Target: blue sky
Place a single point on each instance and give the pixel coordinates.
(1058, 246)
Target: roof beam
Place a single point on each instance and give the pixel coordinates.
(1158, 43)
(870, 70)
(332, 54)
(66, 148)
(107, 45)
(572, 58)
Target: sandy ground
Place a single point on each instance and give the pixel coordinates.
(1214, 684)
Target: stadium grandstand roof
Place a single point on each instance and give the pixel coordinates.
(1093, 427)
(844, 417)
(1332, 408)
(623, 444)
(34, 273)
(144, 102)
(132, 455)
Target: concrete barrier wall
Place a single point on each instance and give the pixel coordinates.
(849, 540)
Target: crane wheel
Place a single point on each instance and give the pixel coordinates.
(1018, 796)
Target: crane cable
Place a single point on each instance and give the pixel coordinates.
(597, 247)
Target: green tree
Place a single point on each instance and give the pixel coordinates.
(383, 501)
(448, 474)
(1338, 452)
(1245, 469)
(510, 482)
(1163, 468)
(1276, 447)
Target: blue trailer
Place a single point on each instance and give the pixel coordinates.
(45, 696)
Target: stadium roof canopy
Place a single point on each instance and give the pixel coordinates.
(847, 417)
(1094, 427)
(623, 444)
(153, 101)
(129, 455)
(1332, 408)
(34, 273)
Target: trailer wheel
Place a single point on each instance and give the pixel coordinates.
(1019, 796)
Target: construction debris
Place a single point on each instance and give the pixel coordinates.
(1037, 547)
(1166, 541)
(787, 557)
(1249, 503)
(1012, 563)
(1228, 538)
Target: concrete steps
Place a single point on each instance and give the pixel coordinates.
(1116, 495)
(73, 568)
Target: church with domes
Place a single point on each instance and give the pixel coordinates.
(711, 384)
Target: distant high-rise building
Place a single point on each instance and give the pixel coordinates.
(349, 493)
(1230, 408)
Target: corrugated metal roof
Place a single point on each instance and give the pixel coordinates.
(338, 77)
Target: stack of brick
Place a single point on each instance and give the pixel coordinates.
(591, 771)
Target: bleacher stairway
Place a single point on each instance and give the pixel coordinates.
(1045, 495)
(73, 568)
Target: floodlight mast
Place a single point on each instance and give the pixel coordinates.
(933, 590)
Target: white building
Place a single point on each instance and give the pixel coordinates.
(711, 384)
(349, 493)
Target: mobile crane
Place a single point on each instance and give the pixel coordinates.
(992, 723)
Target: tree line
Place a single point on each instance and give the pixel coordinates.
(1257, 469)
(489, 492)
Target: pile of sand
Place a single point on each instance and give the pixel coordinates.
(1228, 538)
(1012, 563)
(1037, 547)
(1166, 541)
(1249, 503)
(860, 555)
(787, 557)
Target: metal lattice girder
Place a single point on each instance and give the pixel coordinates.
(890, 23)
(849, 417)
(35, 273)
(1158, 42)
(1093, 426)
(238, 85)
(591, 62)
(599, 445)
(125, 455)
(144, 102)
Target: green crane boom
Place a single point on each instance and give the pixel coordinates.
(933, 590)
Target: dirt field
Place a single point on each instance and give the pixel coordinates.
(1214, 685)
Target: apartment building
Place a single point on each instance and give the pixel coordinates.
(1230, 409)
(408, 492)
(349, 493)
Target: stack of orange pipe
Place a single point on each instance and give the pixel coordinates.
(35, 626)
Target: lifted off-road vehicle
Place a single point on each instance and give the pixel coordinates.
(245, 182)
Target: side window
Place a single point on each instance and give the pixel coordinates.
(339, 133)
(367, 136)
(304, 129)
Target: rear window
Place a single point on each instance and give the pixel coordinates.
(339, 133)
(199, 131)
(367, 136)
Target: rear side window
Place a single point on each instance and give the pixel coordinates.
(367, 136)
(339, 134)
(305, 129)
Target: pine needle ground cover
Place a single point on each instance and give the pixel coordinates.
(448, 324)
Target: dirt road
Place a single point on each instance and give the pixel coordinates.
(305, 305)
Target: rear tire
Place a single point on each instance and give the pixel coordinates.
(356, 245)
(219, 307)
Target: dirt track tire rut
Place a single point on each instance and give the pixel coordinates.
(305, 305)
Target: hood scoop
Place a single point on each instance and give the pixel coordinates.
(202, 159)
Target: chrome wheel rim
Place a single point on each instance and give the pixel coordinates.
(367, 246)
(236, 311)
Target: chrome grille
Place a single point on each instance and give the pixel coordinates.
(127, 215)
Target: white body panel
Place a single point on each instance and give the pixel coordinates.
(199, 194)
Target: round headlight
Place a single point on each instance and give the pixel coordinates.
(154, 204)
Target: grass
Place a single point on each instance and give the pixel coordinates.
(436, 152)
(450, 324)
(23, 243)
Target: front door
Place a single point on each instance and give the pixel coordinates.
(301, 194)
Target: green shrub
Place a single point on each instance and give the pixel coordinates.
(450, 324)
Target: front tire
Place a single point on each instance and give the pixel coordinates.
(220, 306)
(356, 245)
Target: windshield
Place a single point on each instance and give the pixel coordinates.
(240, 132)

### [WHAT THE TASK REQUIRES]
Lines holding "rear" in the data above: copy each of them.

### [YOUR SOLUTION]
Target: rear window
Target: rear side window
Target: rear tire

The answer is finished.